---- Source excerpt
These are the key concepts you need to understand to accurately answer the question.

Probability Density Function
The probability density function (pdf) is a fundamental concept in probability theory and statistics. It is a function that describes the likelihood of a random variable taking on a specific value. For a continuous random variable, the probability that it takes on an exact value is zero, but the pdf allows us to determine the probability within a certain range.
For example, if you have a continuous random variable representing height, the pdf tells you how probable it is that a randomly chosen individual's height falls within a particular range. The area under the curve of the pdf between two points represents the probability that the random variable falls between those two points.
  • The pdf must be non-negative for all values of the random variable.
  • The total area under the pdf curve over all possible values of the variable is equal to 1.
The Cauchy distribution, which often arises from the pdf of the ratio of two standard normal variables, is an example where the pdf does not have moments like mean and variance defined, making it quite unique.
--------
**Work required**
Please carry on the passage about the probability density function, picking up right after its final sentence.
---- Information provided
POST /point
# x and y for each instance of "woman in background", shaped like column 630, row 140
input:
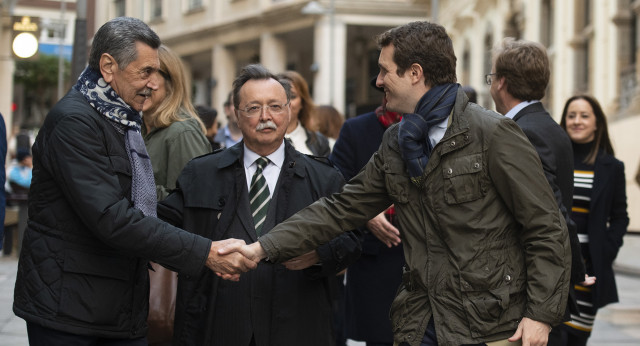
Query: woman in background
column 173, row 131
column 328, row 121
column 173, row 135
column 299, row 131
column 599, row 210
--------
---- Information provided
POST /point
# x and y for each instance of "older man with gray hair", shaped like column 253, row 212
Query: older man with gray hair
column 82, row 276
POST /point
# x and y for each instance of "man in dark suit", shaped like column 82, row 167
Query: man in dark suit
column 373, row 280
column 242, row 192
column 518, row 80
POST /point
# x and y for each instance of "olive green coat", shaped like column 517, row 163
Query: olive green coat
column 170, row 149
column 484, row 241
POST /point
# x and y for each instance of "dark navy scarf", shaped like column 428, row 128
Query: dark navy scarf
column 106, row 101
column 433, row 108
--------
**Response**
Standard Normal Distribution
The standard normal distribution is one of the most important distributions in statistics. It is a normal distribution with a mean of 0 and a standard deviation of 1. This means it is centered around zero and follows the familiar bell-shaped curve that symmetrically spreads out on both sides.
The standard normal distribution is fundamental for many statistical methods and distributions. When a variable is said to be standard normal, it is denoted as \( N(0, 1) \).
  • The total area under the standard normal curve is 1, representing the complete probability space.
  • It is used to convert any normal distribution to a standard normal by using Z-scores.
  • Z-scores help to understand how many standard deviations a particular value is from the mean, which is essential for hypothesis testing and constructing confidence intervals.
For the variables \( Y_1 \) and \( Y_2 \) in the exercise, both being standard normal, their ratio leads to a very intriguing result—the Cauchy distribution.
Independent Random Variables
Independence in random variables is a crucial concept in probability and statistics. When two random variables are independent, it means that the occurrence or value of one does not affect the other.
This independence simplifies the analysis of combined probability distributions and allows for the application of powerful statistical theorems and techniques. If \( Y_1 \) and \( Y_2 \) are independent random variables, it implies that knowing the outcome of one provides no information about the outcome of the other.
  • The joint probability distribution of independent random variables is the product of their individual distributions.
  • Independence is a key assumption in many statistical models and techniques, such as those used in regression and ANOVA.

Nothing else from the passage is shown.